What you have to do => The entries below contain a line with "Target: red dumbbell end" and a line with "Target: athletic shorts". Retype exactly everything from the first down to the second, both included, and nothing else.

### Provided entries ###

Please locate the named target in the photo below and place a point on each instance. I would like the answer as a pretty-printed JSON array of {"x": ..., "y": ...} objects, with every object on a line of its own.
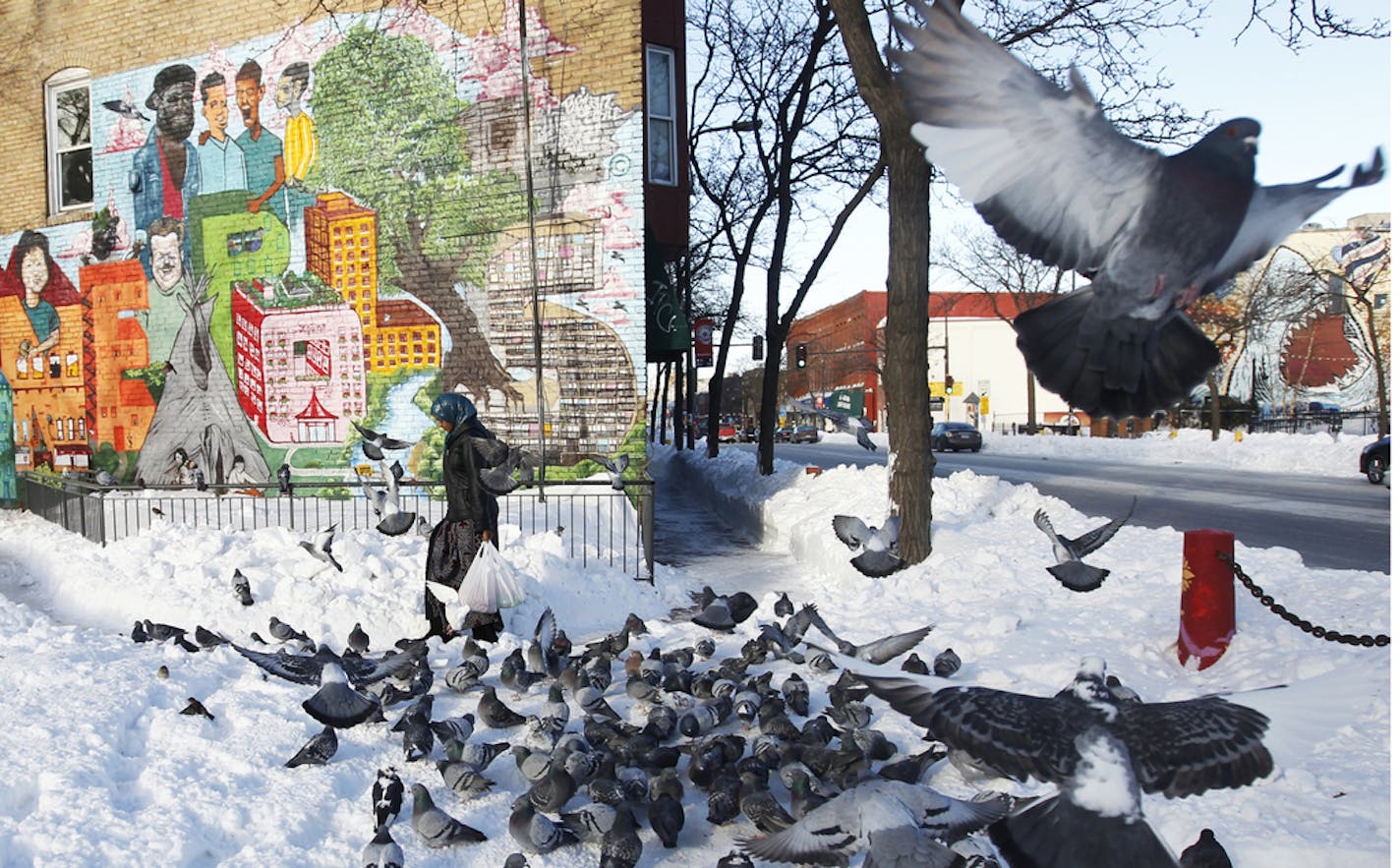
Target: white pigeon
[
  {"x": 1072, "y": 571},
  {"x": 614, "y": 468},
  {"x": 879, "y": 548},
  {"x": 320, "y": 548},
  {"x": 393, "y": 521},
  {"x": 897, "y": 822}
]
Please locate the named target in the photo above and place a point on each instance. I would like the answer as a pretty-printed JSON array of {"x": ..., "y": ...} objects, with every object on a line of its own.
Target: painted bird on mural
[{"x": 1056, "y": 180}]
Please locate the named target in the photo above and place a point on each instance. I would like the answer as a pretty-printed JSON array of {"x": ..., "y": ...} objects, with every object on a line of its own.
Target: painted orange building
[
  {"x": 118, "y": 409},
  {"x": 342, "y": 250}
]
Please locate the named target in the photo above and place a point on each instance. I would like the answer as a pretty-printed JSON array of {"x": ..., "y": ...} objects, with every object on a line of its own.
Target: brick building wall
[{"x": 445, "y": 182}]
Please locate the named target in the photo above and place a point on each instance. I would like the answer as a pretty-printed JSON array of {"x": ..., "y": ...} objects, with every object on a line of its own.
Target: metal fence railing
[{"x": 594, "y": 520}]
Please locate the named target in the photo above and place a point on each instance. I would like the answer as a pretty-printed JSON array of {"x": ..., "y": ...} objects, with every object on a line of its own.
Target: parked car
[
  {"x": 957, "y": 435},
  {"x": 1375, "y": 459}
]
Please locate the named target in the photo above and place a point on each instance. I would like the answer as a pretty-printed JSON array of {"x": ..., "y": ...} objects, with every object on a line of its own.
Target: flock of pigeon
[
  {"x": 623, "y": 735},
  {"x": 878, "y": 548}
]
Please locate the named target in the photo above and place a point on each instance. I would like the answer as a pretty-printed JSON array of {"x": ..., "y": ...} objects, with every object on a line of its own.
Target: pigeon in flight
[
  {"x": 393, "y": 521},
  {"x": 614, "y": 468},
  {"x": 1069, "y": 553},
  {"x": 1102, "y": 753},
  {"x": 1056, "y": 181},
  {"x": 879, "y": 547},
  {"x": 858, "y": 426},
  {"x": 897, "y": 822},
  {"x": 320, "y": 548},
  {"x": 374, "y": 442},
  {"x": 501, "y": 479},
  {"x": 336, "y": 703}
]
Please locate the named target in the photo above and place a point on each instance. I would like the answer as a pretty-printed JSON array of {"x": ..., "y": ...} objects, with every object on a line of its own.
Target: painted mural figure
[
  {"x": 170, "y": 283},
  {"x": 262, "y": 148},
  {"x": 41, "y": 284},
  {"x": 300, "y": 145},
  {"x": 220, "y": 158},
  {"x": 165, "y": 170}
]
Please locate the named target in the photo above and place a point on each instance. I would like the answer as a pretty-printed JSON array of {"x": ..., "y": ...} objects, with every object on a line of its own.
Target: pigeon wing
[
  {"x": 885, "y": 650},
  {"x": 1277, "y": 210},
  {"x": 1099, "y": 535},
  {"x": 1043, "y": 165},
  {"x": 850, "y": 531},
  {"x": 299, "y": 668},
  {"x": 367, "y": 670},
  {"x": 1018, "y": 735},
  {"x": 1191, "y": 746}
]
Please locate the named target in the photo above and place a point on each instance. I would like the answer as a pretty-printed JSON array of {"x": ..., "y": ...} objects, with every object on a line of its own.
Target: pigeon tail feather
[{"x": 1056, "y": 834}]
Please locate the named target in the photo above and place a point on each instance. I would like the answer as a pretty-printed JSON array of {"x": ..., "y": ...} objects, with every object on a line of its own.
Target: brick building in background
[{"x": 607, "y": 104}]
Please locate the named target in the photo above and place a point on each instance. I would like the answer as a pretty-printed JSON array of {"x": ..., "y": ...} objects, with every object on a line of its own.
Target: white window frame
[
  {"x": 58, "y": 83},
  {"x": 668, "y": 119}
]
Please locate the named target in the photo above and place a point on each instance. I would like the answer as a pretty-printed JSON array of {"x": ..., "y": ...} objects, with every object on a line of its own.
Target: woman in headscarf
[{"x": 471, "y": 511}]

###
### Provided entries ###

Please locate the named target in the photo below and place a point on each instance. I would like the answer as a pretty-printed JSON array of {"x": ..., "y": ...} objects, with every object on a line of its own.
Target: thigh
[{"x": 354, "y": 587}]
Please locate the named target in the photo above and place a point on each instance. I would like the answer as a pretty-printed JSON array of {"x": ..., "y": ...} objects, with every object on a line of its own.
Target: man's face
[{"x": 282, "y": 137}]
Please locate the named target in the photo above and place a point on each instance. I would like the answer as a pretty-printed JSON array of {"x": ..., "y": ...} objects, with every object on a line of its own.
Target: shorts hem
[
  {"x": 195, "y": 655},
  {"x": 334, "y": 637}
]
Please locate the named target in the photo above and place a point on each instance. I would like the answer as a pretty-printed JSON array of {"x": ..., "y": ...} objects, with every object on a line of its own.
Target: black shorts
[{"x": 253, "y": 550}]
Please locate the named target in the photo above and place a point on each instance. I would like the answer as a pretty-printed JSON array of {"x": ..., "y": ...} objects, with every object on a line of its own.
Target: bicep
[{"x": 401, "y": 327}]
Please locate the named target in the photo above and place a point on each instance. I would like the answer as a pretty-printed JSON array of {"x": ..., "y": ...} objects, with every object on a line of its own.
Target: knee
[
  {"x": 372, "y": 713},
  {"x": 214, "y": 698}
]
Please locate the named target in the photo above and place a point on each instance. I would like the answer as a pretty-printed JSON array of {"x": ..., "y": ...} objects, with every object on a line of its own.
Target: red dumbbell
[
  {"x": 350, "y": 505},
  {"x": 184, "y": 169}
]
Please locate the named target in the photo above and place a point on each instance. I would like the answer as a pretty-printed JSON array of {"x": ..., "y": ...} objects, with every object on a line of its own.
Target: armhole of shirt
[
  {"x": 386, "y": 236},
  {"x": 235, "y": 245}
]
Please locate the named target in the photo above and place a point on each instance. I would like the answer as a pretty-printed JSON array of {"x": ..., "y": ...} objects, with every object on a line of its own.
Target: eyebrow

###
### Provided entries ###

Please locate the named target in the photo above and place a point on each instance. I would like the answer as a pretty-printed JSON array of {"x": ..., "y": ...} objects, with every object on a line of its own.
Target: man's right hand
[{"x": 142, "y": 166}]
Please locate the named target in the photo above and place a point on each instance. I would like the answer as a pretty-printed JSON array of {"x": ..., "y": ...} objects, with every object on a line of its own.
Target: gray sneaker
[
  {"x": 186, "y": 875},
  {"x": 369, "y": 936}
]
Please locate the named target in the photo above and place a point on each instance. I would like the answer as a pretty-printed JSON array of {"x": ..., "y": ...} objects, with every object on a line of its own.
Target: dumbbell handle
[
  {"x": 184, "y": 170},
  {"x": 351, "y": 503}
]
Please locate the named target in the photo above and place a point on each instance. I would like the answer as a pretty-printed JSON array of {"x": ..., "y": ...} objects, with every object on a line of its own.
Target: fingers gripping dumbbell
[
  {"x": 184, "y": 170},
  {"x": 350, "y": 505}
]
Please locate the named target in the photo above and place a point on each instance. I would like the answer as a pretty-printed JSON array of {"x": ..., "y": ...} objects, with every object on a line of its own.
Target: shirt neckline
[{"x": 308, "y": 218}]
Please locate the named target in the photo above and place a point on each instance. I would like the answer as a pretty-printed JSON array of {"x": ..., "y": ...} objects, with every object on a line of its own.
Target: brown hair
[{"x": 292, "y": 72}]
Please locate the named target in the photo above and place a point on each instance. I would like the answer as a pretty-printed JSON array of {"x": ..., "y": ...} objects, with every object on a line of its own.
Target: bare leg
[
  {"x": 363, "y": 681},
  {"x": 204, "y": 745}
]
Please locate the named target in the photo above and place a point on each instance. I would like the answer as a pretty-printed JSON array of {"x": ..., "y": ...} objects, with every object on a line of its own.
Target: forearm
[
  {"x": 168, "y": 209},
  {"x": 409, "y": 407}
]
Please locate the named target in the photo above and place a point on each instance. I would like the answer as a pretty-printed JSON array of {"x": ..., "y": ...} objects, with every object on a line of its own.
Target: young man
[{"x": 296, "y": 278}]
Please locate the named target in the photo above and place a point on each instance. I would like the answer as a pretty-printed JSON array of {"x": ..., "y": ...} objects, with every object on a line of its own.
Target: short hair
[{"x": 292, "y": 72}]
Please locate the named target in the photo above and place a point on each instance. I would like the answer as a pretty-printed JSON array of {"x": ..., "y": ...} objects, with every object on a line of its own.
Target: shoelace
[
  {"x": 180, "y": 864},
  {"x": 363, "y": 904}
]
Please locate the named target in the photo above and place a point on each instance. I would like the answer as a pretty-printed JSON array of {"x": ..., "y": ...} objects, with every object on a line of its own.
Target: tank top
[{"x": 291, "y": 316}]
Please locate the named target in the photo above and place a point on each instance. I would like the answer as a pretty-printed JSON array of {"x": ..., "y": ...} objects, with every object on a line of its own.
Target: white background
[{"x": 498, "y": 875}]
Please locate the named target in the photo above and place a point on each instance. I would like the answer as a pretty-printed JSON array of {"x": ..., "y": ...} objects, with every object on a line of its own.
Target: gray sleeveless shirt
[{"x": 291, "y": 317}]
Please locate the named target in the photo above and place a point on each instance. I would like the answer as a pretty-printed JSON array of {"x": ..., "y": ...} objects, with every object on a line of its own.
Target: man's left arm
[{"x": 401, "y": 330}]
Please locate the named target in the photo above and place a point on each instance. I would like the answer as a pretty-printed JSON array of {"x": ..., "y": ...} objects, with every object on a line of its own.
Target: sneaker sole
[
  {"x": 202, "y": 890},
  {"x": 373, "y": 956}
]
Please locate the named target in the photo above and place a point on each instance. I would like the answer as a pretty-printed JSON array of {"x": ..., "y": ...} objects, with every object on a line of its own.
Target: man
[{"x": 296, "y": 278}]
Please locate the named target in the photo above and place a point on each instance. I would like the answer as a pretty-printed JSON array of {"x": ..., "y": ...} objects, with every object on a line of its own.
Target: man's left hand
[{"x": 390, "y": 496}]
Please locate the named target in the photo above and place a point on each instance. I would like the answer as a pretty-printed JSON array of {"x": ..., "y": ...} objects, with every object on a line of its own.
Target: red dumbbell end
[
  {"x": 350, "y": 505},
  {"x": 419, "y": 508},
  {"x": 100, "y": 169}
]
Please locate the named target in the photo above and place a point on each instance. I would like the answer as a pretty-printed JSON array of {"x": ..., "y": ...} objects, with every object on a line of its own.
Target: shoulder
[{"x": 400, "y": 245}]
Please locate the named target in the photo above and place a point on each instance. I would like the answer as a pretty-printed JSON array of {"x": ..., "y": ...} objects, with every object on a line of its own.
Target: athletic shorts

###

Solved problem =>
Target: red dumbbell end
[
  {"x": 350, "y": 505},
  {"x": 419, "y": 508},
  {"x": 100, "y": 169}
]
Please locate the named target in the photo above and place a point on each instance. I would like the answer as a pretty-printed JSON array of {"x": ..., "y": ...} objects, with every object on a line of its own.
Target: shoulder
[{"x": 400, "y": 245}]
Please locate the named target in the photo above and place a point on each instance. I would like the answer as a pretty-printed JSON array of {"x": ..., "y": ...} objects, with every object on a line of its own.
Target: athletic shorts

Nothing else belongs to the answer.